***** The data *****

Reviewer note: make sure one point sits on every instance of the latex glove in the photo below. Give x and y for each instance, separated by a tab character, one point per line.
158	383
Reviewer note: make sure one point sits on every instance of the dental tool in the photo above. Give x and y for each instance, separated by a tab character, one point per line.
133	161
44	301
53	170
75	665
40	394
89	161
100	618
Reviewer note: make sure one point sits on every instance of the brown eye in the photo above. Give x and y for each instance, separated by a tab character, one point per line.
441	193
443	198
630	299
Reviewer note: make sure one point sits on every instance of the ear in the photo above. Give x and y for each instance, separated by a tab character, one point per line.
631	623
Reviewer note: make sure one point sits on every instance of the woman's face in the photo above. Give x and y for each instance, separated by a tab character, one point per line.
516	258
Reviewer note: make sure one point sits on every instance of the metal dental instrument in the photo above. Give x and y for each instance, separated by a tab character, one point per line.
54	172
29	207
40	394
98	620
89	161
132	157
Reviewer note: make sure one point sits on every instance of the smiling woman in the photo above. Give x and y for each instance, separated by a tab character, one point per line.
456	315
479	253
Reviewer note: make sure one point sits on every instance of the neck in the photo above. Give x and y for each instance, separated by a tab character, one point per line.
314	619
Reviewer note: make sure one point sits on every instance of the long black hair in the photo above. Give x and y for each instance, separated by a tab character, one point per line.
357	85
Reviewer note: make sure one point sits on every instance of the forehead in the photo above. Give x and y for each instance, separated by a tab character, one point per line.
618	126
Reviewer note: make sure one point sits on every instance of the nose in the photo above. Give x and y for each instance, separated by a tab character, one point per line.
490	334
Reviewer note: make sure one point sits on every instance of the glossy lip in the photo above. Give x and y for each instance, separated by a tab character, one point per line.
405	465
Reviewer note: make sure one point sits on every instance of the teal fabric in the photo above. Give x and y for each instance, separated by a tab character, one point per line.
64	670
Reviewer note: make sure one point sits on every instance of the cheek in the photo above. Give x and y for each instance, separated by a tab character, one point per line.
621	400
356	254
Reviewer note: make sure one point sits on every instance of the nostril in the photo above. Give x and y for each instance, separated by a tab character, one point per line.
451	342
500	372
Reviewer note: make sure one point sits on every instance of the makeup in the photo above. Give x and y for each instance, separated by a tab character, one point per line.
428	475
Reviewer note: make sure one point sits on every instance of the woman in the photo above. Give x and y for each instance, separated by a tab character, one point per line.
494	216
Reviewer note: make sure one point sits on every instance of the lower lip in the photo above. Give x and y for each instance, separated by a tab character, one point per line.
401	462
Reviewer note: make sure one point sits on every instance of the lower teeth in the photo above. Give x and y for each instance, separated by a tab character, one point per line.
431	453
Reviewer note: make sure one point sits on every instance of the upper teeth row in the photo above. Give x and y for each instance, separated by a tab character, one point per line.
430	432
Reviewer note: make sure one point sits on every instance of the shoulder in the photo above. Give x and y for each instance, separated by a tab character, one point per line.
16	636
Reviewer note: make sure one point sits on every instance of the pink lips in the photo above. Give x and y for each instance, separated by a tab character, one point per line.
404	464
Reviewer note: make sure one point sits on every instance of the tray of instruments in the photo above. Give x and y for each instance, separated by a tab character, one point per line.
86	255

*****

Task goal: The full listing should be restated word for word.

Exercise result:
Reviewer note: make sure one point sits on every instance of the latex glove in the photo below. Give x and y for each instance, separated by a tab character, one point per line.
158	383
Reviewer note: make sure one point sits on every instance of the dental tool in the photo above. Give x and y for each instance, separated by a tab character, one point per line.
133	161
44	301
53	170
75	665
40	394
89	161
100	618
Reviewer note: make sure one point sits on every instance of the brown eye in the photo above. Give x and y for each instance, separated by a tab character, one point per line.
441	193
443	198
630	299
Reviewer note: make sure one point sits on every instance of the ear in the photo above. Give x and y for each instance, separated by a tab character, one point per line.
631	623
Reviewer note: make sure one point sits on every instance of the woman's face in the photo above. Give x and y for each instance, separated by a tab character, one point per line.
516	258
Reviewer note: make sure one point sits on every instance of the metal dental instrument in the photo above. Give x and y for each instance, separated by a tab character, one point per line.
54	172
29	207
40	394
98	620
89	161
132	157
Reviewer note: make sure one point sits on every instance of the smiling woman in the photo above. Give x and y for each instance, separated by a tab character, one point per line.
456	315
479	253
Reviewer note: make sure one point sits on every instance of the neck in the photo above. Give x and y for each instance, separated by a tab character, one point per line.
314	619
Reviewer note: make sure one point sits on every instance of the long black hair in the photo above. Give x and y for each instance, separated by a tab character, one point per line.
357	85
Reviewer note: make sure one point sits on every instance of the forehead in the photo above. Give x and y for each instance, separated by a tab character, one point per line.
618	126
Reviewer note: make sure one point sits on every instance of the nose in the photo above. Give x and y for each instance, separated by a tab character, one point per line.
490	334
Reviewer note: make sure one point sits on every instance of the glossy lip in the photo above. Give x and y for each instance, separated by a tab character, one point per line.
405	465
Reviewer note: make sure one point sits on every instance of the teal fabric in the photo above. Give x and y for each instance, separated by a tab character, one point per line.
64	670
Reviewer note: make sure one point sits on every instance of the cheek in the photo above. Give x and y for each instance, separated by a tab character, one point per line.
621	400
356	254
Reviewer note: make sure one point sits on every instance of the nostril in the photo above. Give x and y for each instance, separated by a tab character, one point per line.
451	342
500	372
Reviewer note: make sure one point sits on every instance of the makeup in the photo above. Give x and y for each instance, separated by a tab character, one point per line.
428	475
Reviewer note: make sure one point sits on every instance of the woman in the photo above. Give x and y for each instance, separated by a tab character, one point per line.
494	216
Reviewer note: make sure one point sits on every instance of the lower lip in the photo above. Give x and y for each instance, separated by a tab character, one point per line.
401	462
Reviewer note: make sure one point sits on every instance of the lower teeth in the photo above. Give x and y for each instance, separated by a tab character, one point per line.
431	453
Reviewer note: make sure one point sits on every instance of the upper teeth row in the photo above. Give x and y for each instance, separated by a tab character, one point per line.
430	432
Reviewer note: make sure one point sits on every instance of the shoulder in the photo above. Give x and y for each instance, separated by a tab character, one point per line.
16	636
Reviewer note: make sure one point sits on every instance of the pink lips in the photo above. Give x and y for each instance, separated by a tab character, one point per line.
404	464
Reviewer note: make sure one point sits on every instance of the tray of instruments in the photo above. Give x and y for each instance, separated by a tab character, one point per line.
86	255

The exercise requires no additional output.